== PAGE TEXT ==
..............................
PyTorch 2.11 Release Blog

We are excited to announce the release of PyTorch® 2.11 (release notes)!
The PyTorch 2.11 release features the following changes:
- Differentiable Collectives for Distributed Training
- FlexAttention now has a FlashAttention-4 backend on Hopper and Blackwell GPUs.
- MPS (Apple Silicon) Comprehensive Operator Expansion
- RNN/LSTM GPU Export Support
- XPU Graph
This release is composed of 2723 commits from 432 contributors since PyTorch 2.10. We want to sincerely thank our dedicated community for your contributions. As always, we encourage you to try these out and report any issues as we improve 2.11. More information about how to get started with the PyTorch 2-series can be found at our Getting Started page.
On Tuesday, March 31st at 10 am, Andrey Talman and Nikita Shulga will host a live session to walk through what’s new in 2.11, including Differentiable Collectives for Distributed Training, FlexAttention with a FlashAttention-4 backend on Hopper and Blackwell GPUs, MPS expansion, and more, followed by a live Q&A. Register to attend.
API-UNSTABLE Features
Differentiable Collectives for Distributed Training
Added differentiability support for functional collectives, enabling training workflows that can backpropagate through collective operations. This is a significant advancement for distributed deep learning research and advanced training techniques, which may be implemented without the need for custom autograd functions.
FlexAttention now has a FlashAttention-4 backend on Hopper and Blackwell GPUs.
This backend adds support for automatically generating CuTeDSL score/mask modification functions and JIT-instantiating FlashAttention-4 kernels from PyTorch, enabling 1.2× to 3.2× speedups over the existing Triton implementation on compute-bound workloads. This feature is still under active development and may change as it stabilizes; for setup details and current limitations, see the FlexAttention + FlashAttention-4 blog post.
MPS (Apple Silicon) Development Improvements / Operator Expansion
This release includes support for error reporting from MPS backend as well as continuous expansion of operator coverage, that includes new distributions functions (log_normal, cauchy, geometric), operator migration (erfcx, grid_sampler_2d supports for all operation mode), extended baddbmm/addbmm for integer and complex types.
..............................
Object position labeling records
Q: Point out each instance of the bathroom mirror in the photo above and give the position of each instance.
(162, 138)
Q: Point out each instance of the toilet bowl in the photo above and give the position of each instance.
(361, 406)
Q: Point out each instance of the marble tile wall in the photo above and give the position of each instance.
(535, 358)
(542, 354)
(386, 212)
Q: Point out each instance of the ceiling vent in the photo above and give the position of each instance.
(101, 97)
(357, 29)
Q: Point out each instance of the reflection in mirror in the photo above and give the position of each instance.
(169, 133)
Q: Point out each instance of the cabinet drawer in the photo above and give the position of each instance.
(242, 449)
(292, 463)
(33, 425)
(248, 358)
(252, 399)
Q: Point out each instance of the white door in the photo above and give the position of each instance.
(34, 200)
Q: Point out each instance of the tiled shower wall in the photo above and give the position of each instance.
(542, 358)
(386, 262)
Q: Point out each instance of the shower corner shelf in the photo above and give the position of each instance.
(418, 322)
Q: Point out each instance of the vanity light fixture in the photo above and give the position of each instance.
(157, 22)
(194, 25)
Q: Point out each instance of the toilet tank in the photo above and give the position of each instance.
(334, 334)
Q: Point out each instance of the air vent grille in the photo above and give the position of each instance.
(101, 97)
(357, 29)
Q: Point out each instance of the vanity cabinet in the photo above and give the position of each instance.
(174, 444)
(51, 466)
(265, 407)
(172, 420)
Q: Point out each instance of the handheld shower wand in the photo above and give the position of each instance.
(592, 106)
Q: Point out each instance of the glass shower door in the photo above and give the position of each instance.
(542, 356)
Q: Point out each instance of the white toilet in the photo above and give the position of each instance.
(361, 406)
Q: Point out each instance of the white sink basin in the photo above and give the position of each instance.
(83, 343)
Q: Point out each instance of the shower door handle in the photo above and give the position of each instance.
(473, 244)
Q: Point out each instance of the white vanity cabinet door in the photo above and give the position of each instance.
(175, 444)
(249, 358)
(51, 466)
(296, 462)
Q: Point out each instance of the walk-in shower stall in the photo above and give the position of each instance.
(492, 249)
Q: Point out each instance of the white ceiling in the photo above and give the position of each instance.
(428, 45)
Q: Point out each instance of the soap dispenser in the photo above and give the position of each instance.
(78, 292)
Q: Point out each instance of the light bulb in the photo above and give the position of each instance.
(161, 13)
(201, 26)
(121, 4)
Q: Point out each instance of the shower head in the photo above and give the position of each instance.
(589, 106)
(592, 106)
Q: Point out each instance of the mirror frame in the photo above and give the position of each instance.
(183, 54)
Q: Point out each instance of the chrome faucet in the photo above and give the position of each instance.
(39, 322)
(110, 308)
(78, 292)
..............................
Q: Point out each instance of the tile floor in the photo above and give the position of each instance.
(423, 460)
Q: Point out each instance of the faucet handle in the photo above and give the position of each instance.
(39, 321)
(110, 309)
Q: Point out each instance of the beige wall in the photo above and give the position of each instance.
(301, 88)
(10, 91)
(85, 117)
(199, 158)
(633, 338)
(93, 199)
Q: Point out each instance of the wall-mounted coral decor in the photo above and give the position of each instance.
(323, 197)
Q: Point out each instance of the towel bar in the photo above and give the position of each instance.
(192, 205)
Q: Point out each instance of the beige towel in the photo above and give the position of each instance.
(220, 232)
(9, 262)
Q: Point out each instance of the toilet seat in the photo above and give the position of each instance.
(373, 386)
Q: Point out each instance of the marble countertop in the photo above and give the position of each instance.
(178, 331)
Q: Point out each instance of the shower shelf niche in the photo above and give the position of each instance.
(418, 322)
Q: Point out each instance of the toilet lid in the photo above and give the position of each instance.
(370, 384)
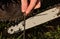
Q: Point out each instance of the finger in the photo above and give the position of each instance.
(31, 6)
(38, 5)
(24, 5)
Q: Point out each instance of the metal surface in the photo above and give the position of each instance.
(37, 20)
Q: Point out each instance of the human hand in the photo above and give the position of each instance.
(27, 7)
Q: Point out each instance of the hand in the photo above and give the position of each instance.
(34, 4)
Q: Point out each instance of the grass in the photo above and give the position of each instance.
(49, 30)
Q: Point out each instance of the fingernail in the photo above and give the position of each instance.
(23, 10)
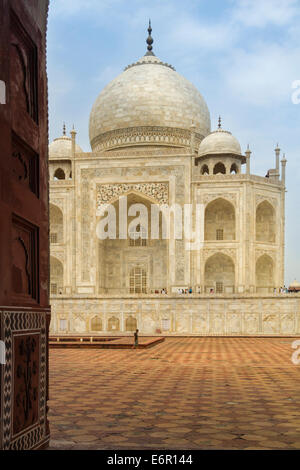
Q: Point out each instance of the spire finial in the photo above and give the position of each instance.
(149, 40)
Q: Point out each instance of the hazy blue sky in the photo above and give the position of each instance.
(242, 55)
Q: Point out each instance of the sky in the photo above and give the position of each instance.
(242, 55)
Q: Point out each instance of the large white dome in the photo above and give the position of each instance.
..............................
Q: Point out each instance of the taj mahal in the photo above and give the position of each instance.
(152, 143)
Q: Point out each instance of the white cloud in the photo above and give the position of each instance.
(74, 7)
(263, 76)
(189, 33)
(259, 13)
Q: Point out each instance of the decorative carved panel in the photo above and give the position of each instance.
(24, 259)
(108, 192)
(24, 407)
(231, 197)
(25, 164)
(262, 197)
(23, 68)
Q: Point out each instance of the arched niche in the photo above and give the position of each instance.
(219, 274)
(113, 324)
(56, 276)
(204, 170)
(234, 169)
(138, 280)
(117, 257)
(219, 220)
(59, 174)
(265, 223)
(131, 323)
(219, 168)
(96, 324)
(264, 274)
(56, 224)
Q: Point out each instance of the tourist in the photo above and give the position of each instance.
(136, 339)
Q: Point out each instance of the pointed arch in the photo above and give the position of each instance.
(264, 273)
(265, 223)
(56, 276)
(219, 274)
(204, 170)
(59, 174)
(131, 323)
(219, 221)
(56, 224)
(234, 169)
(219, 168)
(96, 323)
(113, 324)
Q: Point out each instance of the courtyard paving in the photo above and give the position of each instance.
..............................
== TASK STATEMENT ==
Summarize the PyTorch 2.11 release blog in two sentences. The records play no role here.

== EXERCISE OUTPUT ==
PyTorch 2.11 adds differentiable collectives for distributed training, a FlashAttention-4 backend for FlexAttention on Hopper and Blackwell GPUs, expanded MPS operator coverage, RNN/LSTM GPU export support, and XPU Graph. The release comprises 2723 commits from 432 contributors since PyTorch 2.10, and the new FlashAttention-4 backend enables 1.2× to 3.2× speedups over the existing Triton implementation on compute-bound workloads.